▶ _Exercise prompt_: Give the records again exactly, with every character kept.

▶ _Records from a dataset_:
☆ ☆ ☆ ☆
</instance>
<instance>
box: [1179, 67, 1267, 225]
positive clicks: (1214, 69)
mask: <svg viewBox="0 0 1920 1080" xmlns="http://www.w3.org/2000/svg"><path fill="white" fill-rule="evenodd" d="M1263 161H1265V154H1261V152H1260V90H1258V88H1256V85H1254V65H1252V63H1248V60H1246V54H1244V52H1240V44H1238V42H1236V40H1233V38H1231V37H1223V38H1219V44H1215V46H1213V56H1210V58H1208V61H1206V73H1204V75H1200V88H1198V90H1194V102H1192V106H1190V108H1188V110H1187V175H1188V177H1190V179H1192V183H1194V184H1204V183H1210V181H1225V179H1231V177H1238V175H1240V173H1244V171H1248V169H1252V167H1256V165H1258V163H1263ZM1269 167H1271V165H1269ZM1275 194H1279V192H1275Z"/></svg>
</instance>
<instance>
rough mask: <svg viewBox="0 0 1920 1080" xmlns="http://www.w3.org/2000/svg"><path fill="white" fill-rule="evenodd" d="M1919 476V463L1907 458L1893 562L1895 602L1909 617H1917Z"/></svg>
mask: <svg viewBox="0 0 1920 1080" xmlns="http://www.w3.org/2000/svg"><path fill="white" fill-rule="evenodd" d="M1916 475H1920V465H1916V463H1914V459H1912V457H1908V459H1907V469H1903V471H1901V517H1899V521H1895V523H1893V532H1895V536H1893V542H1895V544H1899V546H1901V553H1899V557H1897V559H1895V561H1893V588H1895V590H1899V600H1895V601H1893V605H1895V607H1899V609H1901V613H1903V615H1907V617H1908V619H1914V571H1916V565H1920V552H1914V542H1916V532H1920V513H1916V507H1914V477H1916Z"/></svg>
☆ ☆ ☆ ☆
▶ _Task output_:
</instance>
<instance>
box: [1179, 67, 1267, 225]
positive clicks: (1214, 69)
mask: <svg viewBox="0 0 1920 1080" xmlns="http://www.w3.org/2000/svg"><path fill="white" fill-rule="evenodd" d="M1263 161H1265V154H1261V152H1260V90H1258V88H1256V85H1254V65H1252V63H1248V60H1246V54H1244V52H1240V44H1238V42H1236V40H1233V38H1231V37H1223V38H1219V44H1215V46H1213V56H1210V58H1208V61H1206V73H1204V75H1200V88H1198V90H1194V102H1192V106H1190V108H1188V110H1187V175H1188V177H1190V179H1192V183H1194V184H1204V183H1210V181H1225V179H1231V177H1238V175H1240V173H1244V171H1248V169H1252V167H1256V165H1258V163H1263ZM1269 167H1271V165H1269ZM1275 194H1279V192H1275Z"/></svg>
</instance>
<instance>
rough mask: <svg viewBox="0 0 1920 1080" xmlns="http://www.w3.org/2000/svg"><path fill="white" fill-rule="evenodd" d="M1919 476V463L1907 458L1893 562L1895 602L1909 617H1917Z"/></svg>
mask: <svg viewBox="0 0 1920 1080" xmlns="http://www.w3.org/2000/svg"><path fill="white" fill-rule="evenodd" d="M1916 475H1920V465H1916V463H1914V459H1912V457H1908V459H1907V469H1903V471H1901V517H1899V521H1895V523H1893V532H1895V536H1893V542H1895V544H1899V546H1901V553H1899V557H1897V559H1895V561H1893V588H1895V590H1899V600H1895V601H1893V605H1895V607H1899V609H1901V613H1903V615H1907V617H1908V619H1914V571H1916V565H1920V552H1914V542H1916V532H1920V513H1916V507H1914V477H1916Z"/></svg>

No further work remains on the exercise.